[Start of section]

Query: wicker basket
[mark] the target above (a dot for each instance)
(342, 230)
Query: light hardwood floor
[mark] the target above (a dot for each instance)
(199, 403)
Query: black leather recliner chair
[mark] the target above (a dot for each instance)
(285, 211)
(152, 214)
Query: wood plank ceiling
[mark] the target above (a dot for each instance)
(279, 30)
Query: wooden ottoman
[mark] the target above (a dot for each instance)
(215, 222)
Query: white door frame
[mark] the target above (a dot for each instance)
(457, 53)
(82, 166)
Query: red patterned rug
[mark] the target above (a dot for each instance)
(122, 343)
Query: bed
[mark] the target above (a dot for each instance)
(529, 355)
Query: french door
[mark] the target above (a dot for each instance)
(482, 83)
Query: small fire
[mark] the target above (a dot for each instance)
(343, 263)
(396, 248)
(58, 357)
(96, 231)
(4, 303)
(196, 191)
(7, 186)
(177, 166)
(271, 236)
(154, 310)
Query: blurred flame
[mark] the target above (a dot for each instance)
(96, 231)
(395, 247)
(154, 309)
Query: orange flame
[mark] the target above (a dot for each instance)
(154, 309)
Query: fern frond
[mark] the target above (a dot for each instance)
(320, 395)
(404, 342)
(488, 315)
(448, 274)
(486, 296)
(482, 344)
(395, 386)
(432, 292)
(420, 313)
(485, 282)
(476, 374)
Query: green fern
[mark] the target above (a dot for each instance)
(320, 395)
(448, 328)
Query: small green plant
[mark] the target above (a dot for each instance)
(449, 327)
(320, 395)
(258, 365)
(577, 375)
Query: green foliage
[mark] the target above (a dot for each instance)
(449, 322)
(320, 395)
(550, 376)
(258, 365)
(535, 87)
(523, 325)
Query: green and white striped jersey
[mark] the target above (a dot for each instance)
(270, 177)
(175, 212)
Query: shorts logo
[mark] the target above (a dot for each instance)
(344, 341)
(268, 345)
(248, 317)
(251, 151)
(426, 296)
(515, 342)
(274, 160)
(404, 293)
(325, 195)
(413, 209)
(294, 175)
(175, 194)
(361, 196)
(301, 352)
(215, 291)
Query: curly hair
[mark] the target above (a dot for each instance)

[End of section]
[Start of section]

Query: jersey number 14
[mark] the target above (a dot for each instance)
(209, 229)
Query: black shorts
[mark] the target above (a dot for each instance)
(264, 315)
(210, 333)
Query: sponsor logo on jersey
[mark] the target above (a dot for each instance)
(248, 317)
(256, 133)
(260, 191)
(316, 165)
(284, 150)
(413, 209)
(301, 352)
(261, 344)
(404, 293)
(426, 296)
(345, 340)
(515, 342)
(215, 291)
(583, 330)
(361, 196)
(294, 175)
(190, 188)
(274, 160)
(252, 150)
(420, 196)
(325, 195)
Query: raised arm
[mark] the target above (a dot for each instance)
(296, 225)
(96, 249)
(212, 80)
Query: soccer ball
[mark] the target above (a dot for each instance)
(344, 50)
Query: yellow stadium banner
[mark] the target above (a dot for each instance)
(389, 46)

[End of section]

Your assignment >> Write out exactly the lines above between the line with "Query: black leather recliner chair" and the line with "Query: small fire", inclusive, and nothing beyond them.

Finished task >>
Query: black leather recliner chair
[mark] the target above (a dot for each instance)
(285, 211)
(152, 214)
Query: wood plank ceiling
[mark] the target above (a dot for each instance)
(279, 30)
Query: wooden ottoman
[mark] the target above (a dot for each instance)
(215, 222)
Query: white door frame
[mark] the target above (a dot for each instance)
(457, 53)
(82, 166)
Query: red patterned rug
[mark] the target above (a dot for each instance)
(122, 343)
Query: bed
[mark] the target above (a dot for each instance)
(529, 355)
Query: french door
[mark] the target above (a dot for each instance)
(482, 83)
Query: small fire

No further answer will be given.